■ EXERCISE
In the material below, find each line holding the string "textured" and copy it.

Segment Open

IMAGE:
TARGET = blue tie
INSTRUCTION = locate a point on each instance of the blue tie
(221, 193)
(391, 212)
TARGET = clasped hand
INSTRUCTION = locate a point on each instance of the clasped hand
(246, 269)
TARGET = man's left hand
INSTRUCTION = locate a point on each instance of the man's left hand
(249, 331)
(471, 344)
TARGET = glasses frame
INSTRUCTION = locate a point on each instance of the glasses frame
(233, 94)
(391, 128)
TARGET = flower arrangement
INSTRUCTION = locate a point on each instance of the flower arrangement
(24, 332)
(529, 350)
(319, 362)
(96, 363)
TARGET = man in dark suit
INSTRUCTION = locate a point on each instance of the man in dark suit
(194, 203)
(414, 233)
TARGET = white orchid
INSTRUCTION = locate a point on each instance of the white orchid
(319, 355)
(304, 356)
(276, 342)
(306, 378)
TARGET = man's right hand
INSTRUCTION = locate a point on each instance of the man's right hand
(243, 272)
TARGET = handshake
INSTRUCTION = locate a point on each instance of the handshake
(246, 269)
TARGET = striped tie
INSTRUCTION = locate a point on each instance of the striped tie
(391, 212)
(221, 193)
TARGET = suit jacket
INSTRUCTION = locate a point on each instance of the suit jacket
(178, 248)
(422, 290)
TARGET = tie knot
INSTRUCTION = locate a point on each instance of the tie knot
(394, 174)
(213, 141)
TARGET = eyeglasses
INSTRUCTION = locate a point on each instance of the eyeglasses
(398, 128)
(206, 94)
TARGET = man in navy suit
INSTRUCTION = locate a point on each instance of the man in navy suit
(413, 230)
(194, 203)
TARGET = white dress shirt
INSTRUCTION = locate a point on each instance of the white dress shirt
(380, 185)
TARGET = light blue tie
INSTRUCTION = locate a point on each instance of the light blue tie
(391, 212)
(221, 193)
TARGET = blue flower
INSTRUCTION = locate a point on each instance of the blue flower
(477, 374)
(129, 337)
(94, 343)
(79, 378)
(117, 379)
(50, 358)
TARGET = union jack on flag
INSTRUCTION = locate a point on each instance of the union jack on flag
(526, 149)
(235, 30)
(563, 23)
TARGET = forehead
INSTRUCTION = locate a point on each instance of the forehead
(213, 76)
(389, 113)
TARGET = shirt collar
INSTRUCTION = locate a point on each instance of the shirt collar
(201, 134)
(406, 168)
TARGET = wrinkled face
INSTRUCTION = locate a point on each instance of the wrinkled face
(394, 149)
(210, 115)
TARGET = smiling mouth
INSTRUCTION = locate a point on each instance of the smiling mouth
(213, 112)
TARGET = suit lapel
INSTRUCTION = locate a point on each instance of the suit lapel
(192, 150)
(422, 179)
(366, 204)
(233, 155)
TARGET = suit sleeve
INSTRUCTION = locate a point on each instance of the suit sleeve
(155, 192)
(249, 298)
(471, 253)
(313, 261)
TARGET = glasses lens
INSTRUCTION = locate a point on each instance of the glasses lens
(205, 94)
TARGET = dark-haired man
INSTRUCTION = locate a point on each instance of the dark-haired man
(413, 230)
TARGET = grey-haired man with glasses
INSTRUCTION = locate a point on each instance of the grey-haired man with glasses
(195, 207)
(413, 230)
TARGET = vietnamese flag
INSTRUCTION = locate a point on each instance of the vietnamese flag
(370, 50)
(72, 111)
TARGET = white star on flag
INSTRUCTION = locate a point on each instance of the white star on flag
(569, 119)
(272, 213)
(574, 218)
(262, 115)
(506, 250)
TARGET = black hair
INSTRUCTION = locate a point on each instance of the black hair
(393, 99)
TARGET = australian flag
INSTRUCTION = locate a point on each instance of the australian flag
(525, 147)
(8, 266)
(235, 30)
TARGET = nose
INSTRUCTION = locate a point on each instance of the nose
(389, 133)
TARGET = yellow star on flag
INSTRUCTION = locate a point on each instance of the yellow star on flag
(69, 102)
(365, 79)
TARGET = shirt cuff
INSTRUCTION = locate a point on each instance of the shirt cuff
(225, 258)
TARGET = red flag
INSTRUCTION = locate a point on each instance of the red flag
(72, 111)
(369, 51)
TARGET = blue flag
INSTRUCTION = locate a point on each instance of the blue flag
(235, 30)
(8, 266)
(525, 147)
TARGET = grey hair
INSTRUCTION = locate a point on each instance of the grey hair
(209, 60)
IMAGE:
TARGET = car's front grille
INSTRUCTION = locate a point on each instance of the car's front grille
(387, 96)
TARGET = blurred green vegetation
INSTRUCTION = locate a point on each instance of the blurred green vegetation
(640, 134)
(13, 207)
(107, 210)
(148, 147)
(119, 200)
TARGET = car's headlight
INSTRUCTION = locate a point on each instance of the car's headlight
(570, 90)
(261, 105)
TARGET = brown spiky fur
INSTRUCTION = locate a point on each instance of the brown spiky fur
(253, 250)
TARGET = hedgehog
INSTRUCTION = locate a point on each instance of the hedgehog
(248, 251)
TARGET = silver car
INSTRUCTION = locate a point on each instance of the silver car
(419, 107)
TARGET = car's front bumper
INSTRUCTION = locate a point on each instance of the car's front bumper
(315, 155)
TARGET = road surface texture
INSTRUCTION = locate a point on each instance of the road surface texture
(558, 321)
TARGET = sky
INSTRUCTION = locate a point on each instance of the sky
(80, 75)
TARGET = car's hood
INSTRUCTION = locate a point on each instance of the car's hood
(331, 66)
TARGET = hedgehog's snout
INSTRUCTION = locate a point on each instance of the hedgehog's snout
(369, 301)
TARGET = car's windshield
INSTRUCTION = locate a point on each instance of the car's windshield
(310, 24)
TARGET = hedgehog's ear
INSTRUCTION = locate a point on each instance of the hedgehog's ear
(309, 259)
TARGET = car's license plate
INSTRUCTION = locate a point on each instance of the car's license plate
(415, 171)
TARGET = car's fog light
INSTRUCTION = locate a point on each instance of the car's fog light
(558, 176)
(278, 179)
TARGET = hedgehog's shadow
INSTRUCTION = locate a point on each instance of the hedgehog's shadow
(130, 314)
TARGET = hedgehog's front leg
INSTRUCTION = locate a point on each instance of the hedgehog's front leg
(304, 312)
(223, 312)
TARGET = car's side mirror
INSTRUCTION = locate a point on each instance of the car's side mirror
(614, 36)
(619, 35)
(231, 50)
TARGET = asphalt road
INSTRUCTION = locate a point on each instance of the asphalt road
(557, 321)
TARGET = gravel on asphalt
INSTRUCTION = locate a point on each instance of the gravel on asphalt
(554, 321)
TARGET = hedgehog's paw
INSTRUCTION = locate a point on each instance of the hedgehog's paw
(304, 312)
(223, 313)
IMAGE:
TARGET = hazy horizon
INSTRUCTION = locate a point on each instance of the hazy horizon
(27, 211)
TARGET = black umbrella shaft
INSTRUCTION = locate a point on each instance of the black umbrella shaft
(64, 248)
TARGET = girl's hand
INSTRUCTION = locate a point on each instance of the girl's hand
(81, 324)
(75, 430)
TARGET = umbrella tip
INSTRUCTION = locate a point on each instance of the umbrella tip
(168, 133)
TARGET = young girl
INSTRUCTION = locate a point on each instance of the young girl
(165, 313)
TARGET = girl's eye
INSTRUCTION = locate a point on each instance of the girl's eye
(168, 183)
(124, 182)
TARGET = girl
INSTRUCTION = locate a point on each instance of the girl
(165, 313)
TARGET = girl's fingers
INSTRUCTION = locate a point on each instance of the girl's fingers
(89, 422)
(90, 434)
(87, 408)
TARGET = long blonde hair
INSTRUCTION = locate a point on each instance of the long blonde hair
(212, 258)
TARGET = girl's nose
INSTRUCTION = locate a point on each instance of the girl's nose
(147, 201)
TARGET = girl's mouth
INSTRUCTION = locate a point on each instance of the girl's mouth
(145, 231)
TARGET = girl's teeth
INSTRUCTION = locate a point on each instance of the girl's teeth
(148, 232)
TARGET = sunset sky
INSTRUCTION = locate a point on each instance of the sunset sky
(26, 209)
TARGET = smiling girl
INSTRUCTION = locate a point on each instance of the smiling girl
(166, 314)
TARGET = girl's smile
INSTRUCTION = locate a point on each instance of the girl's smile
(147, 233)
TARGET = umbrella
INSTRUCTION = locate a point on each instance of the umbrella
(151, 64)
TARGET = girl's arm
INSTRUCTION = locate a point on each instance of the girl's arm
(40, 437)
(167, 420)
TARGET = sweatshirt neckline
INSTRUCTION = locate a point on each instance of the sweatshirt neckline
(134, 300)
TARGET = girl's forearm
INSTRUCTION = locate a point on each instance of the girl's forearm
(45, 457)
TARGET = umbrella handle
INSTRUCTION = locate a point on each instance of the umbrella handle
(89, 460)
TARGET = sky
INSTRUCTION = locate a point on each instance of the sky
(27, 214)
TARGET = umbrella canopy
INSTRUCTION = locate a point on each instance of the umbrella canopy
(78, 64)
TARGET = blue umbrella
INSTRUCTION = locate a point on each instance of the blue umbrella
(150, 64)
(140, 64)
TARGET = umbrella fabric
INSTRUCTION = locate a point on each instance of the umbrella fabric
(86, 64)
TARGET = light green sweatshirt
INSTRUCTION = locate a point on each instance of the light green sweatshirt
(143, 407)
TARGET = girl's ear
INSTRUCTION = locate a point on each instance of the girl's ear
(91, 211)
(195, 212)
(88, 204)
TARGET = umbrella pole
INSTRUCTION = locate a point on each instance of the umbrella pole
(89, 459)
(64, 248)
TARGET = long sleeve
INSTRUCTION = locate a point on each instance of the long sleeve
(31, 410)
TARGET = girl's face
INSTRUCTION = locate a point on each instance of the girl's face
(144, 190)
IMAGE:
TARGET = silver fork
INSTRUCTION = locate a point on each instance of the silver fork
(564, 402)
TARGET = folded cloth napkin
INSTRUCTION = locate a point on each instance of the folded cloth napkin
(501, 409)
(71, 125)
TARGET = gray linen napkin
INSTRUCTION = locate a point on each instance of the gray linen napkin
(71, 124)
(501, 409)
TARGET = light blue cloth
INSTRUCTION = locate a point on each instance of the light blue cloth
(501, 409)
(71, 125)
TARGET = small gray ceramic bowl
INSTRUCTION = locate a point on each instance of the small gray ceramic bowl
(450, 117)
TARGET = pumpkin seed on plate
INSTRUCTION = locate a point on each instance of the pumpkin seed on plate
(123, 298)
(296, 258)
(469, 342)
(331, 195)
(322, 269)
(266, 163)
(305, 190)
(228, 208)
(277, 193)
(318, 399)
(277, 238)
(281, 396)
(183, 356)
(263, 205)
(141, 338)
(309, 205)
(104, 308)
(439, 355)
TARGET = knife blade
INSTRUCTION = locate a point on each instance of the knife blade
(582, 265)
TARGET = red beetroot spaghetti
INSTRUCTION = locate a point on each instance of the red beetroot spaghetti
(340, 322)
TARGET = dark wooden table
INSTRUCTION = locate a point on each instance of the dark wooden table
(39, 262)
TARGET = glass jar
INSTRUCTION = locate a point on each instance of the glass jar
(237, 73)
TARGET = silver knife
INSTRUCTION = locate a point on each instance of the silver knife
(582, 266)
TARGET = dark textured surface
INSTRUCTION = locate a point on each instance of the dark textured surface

Segment Closed

■ TASK OUTPUT
TARGET = dark textured surface
INSTRUCTION = locate a point on each instance of the dark textured surface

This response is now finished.